- _Problem statement_:
How many of the lines below contain the word "surface"? Give only the number.

== Data for the task ==

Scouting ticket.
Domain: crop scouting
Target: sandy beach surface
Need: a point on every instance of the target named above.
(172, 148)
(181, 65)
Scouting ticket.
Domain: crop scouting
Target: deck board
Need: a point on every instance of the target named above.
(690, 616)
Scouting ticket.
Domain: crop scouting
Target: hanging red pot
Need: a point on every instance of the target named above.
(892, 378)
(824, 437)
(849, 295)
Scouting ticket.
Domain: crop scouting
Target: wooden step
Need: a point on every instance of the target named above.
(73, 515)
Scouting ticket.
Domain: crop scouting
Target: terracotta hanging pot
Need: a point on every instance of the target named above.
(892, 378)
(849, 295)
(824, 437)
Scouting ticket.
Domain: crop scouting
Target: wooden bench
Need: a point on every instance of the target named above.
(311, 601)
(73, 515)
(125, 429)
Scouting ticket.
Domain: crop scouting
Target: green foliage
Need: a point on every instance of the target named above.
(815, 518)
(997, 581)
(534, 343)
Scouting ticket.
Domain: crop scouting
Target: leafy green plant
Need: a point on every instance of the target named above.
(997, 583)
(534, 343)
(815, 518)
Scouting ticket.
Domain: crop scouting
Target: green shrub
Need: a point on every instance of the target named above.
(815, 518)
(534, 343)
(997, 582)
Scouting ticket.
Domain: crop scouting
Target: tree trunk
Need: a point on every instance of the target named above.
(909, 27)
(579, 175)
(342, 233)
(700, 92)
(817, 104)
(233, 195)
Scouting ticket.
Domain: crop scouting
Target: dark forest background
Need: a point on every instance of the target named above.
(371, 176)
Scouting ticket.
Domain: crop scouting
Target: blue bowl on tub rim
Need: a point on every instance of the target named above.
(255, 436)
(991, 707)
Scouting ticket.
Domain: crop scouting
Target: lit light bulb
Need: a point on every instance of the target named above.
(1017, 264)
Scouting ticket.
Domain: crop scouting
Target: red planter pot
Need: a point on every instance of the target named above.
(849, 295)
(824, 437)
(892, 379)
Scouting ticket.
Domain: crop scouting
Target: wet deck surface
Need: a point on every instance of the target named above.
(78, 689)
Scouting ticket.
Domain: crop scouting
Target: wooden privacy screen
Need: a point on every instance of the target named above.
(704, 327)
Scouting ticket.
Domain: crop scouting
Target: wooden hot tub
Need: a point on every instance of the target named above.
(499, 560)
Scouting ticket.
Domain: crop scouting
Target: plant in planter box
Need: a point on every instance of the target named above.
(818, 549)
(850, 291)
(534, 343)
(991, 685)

===

- _Solved exercise_:
2